> Requisitos del ejercicio
Cambie "coordinates" por "positions" en todos los ítems siguientes y reprodúzcalos sin ninguna otra modificación.

──────── Datos de entrada

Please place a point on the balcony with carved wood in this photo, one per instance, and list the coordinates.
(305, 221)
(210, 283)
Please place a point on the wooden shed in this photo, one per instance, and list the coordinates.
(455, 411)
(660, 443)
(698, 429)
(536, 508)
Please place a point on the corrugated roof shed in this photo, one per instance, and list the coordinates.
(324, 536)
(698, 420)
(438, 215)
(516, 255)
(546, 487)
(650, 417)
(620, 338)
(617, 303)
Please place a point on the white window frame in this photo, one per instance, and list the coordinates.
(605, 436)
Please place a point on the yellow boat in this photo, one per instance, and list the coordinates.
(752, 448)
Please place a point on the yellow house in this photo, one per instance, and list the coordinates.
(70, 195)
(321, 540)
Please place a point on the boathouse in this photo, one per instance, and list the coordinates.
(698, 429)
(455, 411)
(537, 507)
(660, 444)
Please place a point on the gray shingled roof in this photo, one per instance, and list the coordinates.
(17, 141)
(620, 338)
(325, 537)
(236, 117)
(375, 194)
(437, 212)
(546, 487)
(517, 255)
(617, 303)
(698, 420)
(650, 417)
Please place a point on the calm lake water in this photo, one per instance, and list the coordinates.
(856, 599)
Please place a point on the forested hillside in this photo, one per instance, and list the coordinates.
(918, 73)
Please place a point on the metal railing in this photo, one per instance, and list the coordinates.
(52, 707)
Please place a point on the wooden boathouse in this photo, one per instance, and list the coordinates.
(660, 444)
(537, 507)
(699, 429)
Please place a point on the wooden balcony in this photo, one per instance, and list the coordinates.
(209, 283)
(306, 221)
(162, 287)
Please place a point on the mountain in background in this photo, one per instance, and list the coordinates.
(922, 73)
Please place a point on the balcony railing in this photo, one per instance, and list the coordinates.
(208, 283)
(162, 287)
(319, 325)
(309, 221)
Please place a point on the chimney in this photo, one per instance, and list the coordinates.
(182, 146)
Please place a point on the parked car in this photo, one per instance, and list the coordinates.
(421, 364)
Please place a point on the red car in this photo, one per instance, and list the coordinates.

────────────────

> Resultado esperado
Please place a point on the balcony with carved wood in this photo, one per instance, and list the positions.
(305, 221)
(210, 283)
Please place a point on the wooden shed in this photo, one per instance, and list the positions.
(455, 411)
(660, 443)
(698, 429)
(536, 508)
Please place a point on the corrugated roof shed in this photo, one per instance, and list the positions.
(324, 536)
(698, 420)
(438, 215)
(516, 255)
(546, 487)
(650, 417)
(620, 338)
(617, 303)
Please place a point on the white window frame in this photo, one per instance, and list the positions.
(605, 436)
Please place a point on the yellow boat in this photo, one per instance, and list the positions.
(752, 448)
Please place a point on the yellow house in this photo, one per instance, and list the positions.
(70, 195)
(321, 540)
Please place a point on the boathouse in this photo, one per instance, and list the positions.
(698, 429)
(455, 411)
(537, 507)
(660, 444)
Please place a point on the gray shingled roof in this photo, one per instance, and list the positions.
(17, 141)
(620, 338)
(325, 537)
(236, 117)
(375, 194)
(437, 212)
(546, 487)
(517, 255)
(617, 303)
(698, 420)
(650, 417)
Please place a point on the calm lake water in this photo, one per instance, and list the positions.
(856, 599)
Please place a point on the forested hillside in this photo, one per instance, and list the positions.
(918, 73)
Please place a point on the metal railing in this photo, one per instance, and list the positions.
(52, 707)
Please place a point on the wooden boathouse in this photo, one per instance, and list the positions.
(660, 444)
(537, 507)
(699, 429)
Please place a point on the wooden balcony in this photo, one per instance, and list the positions.
(209, 283)
(306, 221)
(162, 287)
Please place a point on the mountain in background in this photo, one per instance, and list the positions.
(922, 73)
Please place a point on the balcony railing in this photo, one per instance, and list the positions.
(208, 283)
(162, 287)
(319, 325)
(309, 221)
Please place a point on the chimney in this photo, one per instance, and list the positions.
(182, 146)
Please place a point on the parked car in this photo, one per instance, and list the positions.
(421, 364)
Please place a point on the red car in this photo, one per instance, and list the positions.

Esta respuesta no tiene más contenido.